**Objective**. Repeat every one of the rows below word for word, leaving out the pictures.

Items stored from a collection
+-------+

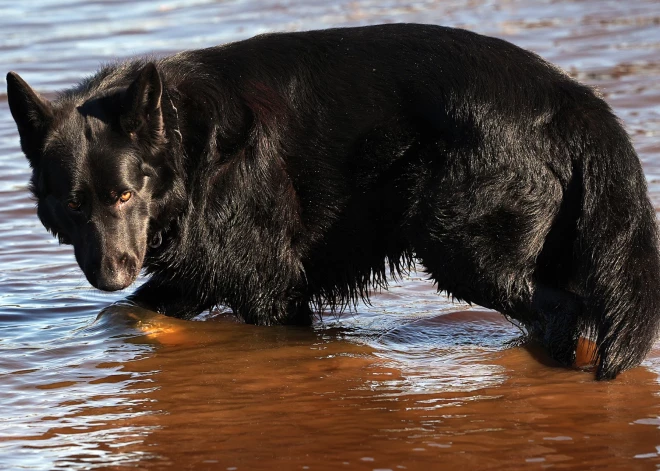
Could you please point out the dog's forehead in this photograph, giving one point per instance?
(82, 151)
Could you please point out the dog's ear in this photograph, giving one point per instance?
(141, 112)
(33, 114)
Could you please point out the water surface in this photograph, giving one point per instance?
(411, 382)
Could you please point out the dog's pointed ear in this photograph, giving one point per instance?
(141, 111)
(33, 114)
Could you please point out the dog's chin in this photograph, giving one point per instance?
(117, 282)
(112, 285)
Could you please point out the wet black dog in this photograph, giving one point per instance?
(292, 171)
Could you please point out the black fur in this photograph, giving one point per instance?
(292, 171)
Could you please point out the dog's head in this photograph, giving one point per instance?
(91, 154)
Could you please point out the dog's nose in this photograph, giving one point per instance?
(118, 272)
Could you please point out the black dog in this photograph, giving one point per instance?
(292, 171)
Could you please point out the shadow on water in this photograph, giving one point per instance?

+-------+

**Answer for the task**.
Could you please point out the dog's forehead in this photograph, giving one point per instance?
(82, 151)
Could you please point out the dog's ear in this photograph, giving one point per instance?
(141, 112)
(33, 114)
Could you please point out the water surface in this photograph, giving one point per instance?
(411, 382)
Could you please point out the dog's pointed ear in this photograph, giving one point per instance?
(141, 111)
(33, 114)
Could you please point out the dog's chin in this photograph, giving one point per instance?
(117, 282)
(112, 285)
Could you please point out the wet black dog in this photograph, giving one point per instance?
(292, 171)
Could you please point out the black fur in this photograph, giving one point per instance?
(292, 171)
Could you please point out the dog's head in this photograph, giving one point per instance?
(91, 154)
Could you please point out the dog's nose in this photograph, giving one point per instance?
(118, 272)
Could you please point out the black dog in this photograph, giving one point per instance?
(292, 171)
Could you please point out the shadow on water in this photograph, giving one point per instance?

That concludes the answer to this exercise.